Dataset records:
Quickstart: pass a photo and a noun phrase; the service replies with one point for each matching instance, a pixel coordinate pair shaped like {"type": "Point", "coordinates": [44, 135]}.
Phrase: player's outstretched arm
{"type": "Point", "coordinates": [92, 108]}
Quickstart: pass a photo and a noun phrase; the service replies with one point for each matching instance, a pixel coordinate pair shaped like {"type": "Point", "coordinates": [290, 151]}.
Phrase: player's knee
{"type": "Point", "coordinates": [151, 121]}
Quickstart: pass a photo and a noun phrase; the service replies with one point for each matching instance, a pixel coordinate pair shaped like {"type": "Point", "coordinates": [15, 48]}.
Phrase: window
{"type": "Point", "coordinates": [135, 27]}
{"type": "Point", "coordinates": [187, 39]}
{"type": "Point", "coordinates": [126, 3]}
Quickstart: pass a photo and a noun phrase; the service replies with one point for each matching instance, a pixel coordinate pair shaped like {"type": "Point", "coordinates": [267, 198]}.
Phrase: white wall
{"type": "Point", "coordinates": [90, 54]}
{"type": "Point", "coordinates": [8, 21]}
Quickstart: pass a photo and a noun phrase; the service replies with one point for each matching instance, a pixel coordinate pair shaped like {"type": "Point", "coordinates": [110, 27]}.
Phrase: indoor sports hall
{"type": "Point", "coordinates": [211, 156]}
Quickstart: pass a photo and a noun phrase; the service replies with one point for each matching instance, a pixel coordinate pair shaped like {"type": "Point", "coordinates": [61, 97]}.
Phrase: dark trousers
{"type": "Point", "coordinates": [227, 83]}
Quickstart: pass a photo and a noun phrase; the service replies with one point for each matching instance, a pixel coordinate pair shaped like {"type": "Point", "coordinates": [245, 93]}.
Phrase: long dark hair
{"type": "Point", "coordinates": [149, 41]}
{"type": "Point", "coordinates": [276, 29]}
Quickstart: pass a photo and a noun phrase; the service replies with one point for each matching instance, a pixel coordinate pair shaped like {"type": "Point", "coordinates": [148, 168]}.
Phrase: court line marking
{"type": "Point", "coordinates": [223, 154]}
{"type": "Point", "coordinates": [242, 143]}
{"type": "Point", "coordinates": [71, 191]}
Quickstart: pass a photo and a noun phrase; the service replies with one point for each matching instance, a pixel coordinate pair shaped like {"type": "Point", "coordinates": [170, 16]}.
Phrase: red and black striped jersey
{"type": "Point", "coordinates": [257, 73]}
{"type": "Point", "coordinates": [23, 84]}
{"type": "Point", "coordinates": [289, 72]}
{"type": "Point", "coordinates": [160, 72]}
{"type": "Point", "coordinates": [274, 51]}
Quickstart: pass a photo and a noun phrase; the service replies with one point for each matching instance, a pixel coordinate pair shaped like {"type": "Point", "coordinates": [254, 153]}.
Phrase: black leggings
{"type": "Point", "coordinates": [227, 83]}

* * *

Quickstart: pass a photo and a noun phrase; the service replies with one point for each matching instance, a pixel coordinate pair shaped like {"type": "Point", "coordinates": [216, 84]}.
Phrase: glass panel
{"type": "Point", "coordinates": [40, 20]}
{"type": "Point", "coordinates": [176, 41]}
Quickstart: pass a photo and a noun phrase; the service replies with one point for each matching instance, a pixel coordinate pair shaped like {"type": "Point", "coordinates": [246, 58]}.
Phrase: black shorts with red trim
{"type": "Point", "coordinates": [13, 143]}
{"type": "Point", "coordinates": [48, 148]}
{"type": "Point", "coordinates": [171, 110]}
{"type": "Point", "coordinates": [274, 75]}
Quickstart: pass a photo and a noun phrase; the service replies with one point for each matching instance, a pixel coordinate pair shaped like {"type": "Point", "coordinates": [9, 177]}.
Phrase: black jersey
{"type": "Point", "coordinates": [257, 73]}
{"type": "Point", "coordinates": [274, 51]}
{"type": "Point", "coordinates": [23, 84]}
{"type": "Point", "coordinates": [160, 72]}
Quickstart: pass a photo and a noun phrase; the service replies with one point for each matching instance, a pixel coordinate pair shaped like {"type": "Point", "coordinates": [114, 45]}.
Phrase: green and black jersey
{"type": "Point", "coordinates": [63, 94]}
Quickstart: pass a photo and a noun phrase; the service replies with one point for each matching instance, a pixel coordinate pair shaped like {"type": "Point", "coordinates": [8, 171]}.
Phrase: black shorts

| PROBLEM TO WORK ON |
Pick out every line in the records above that contains the string "jersey", and copy each one.

| ANSWER TO THIS PROBLEM |
Phrase: red and black striped jersey
Phrase: black jersey
Phrase: green and black jersey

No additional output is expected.